:: Exercise description ::
Set down all of the data exactly as it appears.

---------- Material for this task

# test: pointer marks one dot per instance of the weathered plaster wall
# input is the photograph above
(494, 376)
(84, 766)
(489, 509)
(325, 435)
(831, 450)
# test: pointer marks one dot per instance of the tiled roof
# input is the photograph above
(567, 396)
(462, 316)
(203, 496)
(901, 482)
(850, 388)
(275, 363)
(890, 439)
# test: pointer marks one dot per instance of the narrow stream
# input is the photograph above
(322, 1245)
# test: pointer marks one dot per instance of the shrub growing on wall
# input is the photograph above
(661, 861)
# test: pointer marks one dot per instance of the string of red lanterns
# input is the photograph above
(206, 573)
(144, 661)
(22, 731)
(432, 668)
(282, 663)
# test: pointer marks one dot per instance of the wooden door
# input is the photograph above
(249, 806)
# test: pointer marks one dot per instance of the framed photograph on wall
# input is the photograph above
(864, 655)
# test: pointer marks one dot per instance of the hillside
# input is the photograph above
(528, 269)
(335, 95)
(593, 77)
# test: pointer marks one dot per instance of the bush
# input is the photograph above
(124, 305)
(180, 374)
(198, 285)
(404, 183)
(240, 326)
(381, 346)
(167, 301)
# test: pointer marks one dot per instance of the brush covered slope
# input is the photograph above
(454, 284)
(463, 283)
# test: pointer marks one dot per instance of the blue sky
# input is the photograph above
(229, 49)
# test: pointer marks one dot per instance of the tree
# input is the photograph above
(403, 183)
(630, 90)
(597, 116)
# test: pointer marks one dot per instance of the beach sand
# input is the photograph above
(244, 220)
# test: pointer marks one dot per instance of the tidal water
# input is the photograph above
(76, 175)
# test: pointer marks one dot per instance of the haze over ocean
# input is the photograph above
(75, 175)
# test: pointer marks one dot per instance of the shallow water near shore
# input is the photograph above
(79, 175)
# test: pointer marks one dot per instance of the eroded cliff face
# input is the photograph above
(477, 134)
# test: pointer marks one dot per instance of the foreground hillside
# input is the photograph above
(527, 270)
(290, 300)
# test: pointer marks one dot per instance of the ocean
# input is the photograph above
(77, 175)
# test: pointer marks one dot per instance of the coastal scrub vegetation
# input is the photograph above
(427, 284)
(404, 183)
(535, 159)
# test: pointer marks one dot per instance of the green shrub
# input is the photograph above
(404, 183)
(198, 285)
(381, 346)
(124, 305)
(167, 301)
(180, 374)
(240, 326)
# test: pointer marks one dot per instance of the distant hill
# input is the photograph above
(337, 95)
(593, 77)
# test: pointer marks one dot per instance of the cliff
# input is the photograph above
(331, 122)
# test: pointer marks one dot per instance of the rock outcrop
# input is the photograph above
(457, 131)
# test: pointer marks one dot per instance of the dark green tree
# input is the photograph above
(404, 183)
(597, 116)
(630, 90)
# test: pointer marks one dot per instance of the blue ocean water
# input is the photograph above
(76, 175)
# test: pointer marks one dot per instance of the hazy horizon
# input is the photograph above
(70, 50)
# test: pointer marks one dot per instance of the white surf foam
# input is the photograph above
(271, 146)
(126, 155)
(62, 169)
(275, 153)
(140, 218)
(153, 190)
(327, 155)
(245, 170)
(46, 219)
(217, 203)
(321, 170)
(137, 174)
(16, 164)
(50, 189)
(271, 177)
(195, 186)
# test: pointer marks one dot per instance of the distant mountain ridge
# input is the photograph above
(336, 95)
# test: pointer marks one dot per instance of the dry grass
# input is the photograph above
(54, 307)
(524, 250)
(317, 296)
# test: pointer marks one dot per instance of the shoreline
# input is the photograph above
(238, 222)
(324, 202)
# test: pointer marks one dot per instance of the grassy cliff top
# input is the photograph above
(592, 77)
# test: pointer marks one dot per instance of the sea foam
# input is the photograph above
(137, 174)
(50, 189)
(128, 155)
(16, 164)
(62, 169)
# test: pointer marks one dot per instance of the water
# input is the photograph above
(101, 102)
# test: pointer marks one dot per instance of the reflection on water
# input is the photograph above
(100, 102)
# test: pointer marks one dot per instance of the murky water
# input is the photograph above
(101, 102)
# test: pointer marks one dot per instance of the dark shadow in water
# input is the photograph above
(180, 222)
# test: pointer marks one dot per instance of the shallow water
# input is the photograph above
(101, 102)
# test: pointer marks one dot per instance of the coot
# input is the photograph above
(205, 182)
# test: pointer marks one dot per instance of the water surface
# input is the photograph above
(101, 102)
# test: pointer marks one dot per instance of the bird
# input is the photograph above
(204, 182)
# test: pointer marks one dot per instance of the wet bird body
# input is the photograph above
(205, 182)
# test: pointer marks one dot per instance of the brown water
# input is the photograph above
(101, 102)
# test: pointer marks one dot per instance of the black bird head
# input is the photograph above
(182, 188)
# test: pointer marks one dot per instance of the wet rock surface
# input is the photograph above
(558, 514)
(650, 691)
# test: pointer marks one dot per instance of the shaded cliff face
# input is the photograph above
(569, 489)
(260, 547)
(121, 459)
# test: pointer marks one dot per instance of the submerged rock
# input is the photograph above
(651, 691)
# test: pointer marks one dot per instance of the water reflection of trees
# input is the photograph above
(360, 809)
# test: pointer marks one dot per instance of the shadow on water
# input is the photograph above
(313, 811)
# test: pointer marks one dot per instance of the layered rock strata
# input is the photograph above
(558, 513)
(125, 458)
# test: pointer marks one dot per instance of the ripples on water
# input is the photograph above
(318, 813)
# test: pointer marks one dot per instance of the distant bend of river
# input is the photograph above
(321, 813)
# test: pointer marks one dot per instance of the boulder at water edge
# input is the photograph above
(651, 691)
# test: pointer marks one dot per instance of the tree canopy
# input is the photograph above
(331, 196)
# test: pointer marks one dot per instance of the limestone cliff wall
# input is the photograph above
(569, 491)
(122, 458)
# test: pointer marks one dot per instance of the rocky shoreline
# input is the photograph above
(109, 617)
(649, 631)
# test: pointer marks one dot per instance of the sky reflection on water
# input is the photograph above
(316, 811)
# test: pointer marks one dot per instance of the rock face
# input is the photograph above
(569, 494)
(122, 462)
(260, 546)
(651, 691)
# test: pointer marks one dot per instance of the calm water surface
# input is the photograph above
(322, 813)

--------------------

:: Result of this exercise ::
# test: pointer marks one dot per instance of the weathered plaster wall
# input is the photograph above
(494, 376)
(84, 766)
(489, 509)
(325, 435)
(831, 450)
# test: pointer marks one dot per instance of the tiled roof
# input is the photograph above
(567, 396)
(462, 316)
(203, 496)
(901, 482)
(850, 388)
(275, 363)
(890, 439)
# test: pointer marks one dot per instance of the narrow stream
# input is the photograph above
(322, 1245)
# test: pointer marks one dot per instance of the shrub growing on wall
# input is the photograph above
(661, 861)
# test: pointer marks one dot per instance of the string of red lanterns
# input is the photograph above
(206, 573)
(144, 661)
(22, 731)
(432, 668)
(282, 663)
# test: pointer marks one dot per instance of the wooden door
# input is the photograph above
(249, 806)
# test: pointer marks one dot per instance of the framed photograph on wall
# input is the photograph above
(864, 655)
# test: pointer marks one dot per instance of the hillside
# input is the photograph above
(528, 269)
(335, 95)
(593, 77)
# test: pointer marks one dot per instance of the bush
# input is the photograph above
(124, 305)
(180, 374)
(198, 285)
(404, 183)
(240, 326)
(381, 346)
(167, 301)
# test: pointer marks one dot per instance of the brush covered slope
# input is the photograph above
(454, 284)
(463, 283)
# test: pointer marks one dot per instance of the blue sky
# input is the photograph above
(229, 49)
# test: pointer marks one dot per instance of the tree
# input is the photograph above
(403, 183)
(630, 90)
(597, 116)
# test: pointer marks one dot per instance of the beach sand
# input is the photograph above
(244, 220)
# test: pointer marks one dot per instance of the tidal water
# input is the photograph above
(76, 175)
# test: pointer marks one dot per instance of the haze over ocean
# input is the photograph above
(75, 175)
# test: pointer marks one dot per instance of the shallow water near shore
# input is the photograph above
(79, 175)
# test: pointer marks one dot per instance of the eroded cliff face
# input is the photograph above
(477, 134)
# test: pointer marks one dot per instance of the foreground hillside
# input is the photograph above
(527, 270)
(290, 300)
# test: pointer marks one dot per instance of the ocean
# input is the photograph above
(77, 175)
# test: pointer marks one dot per instance of the coastal scrub vegetation
# input is the photograph above
(427, 284)
(404, 183)
(535, 159)
# test: pointer marks one dot per instance of the green shrub
# input is the photograph above
(404, 183)
(198, 285)
(381, 346)
(124, 305)
(167, 301)
(180, 374)
(240, 326)
# test: pointer marks one dot per instance of the distant hill
# input is the photograph above
(337, 95)
(593, 77)
# test: pointer marks one dot per instance of the cliff
# input is the photograph above
(331, 122)
# test: pointer marks one dot per instance of the rock outcrop
# input is the photograph above
(457, 131)
# test: pointer marks one dot per instance of the dark green tree
# input is the photograph above
(404, 183)
(597, 116)
(630, 90)
# test: pointer marks one dot per instance of the blue ocean water
# input is the photograph above
(76, 175)
# test: pointer marks one dot per instance of the hazy horizon
# input is the photograph above
(70, 50)
# test: pointer marks one dot per instance of the white surf foam
# input is the photograph above
(271, 146)
(126, 155)
(62, 169)
(275, 153)
(140, 218)
(153, 190)
(327, 155)
(245, 170)
(46, 219)
(217, 203)
(321, 170)
(137, 174)
(16, 164)
(50, 189)
(271, 177)
(195, 186)
# test: pointer marks one dot per instance of the distant mountain ridge
# input is the photograph above
(336, 95)
# test: pointer marks one dot per instance of the dry grass
# input is the photograph above
(54, 307)
(524, 250)
(317, 296)
# test: pointer marks one dot per instance of the shoreline
# input is the photograph above
(238, 222)
(324, 202)
# test: pointer marks one dot per instance of the grassy cliff top
# input is the photograph above
(592, 77)
# test: pointer marks one dot per instance of the sea foam
# input is the photograph above
(137, 174)
(50, 189)
(128, 155)
(16, 164)
(62, 169)
# test: pointer marks one dot per instance of the water
# input is the photograph above
(101, 102)
# test: pointer marks one dot per instance of the reflection on water
# input is the photograph above
(100, 102)
# test: pointer marks one dot per instance of the murky water
# input is the photograph above
(101, 102)
# test: pointer marks one dot per instance of the dark shadow in water
# input is the photograph above
(180, 222)
# test: pointer marks one dot per instance of the shallow water
# input is the photograph above
(101, 102)
# test: pointer marks one dot per instance of the coot
# input is the photograph above
(205, 182)
# test: pointer marks one dot per instance of the water surface
# input is the photograph above
(101, 102)
# test: pointer marks one dot per instance of the bird
# input is the photograph above
(204, 182)
# test: pointer marks one dot per instance of the wet bird body
# input is the photograph above
(205, 182)
# test: pointer marks one dot per instance of the brown water
# input is the photograph above
(101, 102)
# test: pointer marks one dot per instance of the black bird head
# input is the photograph above
(182, 188)
# test: pointer marks one dot per instance of the wet rock surface
# input is the photograph above
(558, 514)
(650, 691)
# test: pointer marks one dot per instance of the shaded cliff face
# input is the photograph above
(569, 489)
(260, 547)
(121, 459)
# test: pointer marks one dot per instance of the submerged rock
# input is the photograph above
(651, 691)
# test: pointer marks one dot per instance of the water reflection of trees
# input is the photograph above
(360, 809)
# test: pointer marks one dot per instance of the shadow on water
# input is the photograph above
(313, 811)
# test: pointer marks one dot per instance of the layered rock strata
# input is the photograph above
(558, 513)
(125, 458)
# test: pointer marks one dot per instance of the ripples on water
# input is the photograph above
(318, 813)
# test: pointer marks one dot per instance of the distant bend of river
# input is the photograph above
(321, 813)
# test: pointer marks one dot per instance of the boulder at water edge
# input is the photograph above
(651, 691)
# test: pointer marks one dot per instance of the tree canopy
# input is the photograph above
(331, 196)
# test: pointer marks one dot per instance of the limestone cliff wall
# input is the photograph above
(569, 491)
(122, 458)
# test: pointer marks one dot per instance of the rocky shoreline
# input is the photograph above
(109, 617)
(649, 631)
# test: pointer marks one dot per instance of the sky reflection on water
# input is the photograph above
(316, 811)
# test: pointer marks one dot per instance of the rock face
# input is the photograph above
(569, 494)
(122, 462)
(260, 546)
(651, 691)
# test: pointer marks one dot per instance of the calm water surface
# input is the photograph above
(322, 813)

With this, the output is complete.